Task brief =>
Gather each line of the rows below that contains the string "mask", treating uppercase and lowercase as different.

+--

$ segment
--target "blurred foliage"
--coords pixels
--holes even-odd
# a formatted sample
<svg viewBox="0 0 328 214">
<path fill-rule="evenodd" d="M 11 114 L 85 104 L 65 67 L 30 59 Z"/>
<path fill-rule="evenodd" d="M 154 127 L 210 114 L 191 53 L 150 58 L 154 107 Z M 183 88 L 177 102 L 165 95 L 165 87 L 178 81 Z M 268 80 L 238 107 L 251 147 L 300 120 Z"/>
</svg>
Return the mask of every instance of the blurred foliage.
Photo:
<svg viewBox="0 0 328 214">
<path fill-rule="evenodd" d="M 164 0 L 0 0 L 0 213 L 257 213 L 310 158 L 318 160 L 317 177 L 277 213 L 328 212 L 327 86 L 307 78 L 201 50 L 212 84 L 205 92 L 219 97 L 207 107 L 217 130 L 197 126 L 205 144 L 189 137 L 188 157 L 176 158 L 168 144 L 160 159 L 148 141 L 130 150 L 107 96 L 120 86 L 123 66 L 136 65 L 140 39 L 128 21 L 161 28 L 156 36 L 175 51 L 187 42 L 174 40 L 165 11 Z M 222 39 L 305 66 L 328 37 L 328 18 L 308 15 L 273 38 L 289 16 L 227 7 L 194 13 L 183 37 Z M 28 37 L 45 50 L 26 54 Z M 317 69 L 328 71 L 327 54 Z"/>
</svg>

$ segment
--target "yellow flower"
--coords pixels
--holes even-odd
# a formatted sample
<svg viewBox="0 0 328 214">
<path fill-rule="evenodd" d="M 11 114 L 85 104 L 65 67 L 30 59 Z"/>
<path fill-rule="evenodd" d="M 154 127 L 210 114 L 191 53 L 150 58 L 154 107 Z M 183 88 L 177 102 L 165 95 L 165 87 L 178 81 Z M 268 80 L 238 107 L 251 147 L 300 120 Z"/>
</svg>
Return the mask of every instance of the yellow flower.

+--

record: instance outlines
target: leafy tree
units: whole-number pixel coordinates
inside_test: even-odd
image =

+--

Solution =>
Return the mask of every instance of the blurred foliage.
Return the mask of every instance of the yellow flower.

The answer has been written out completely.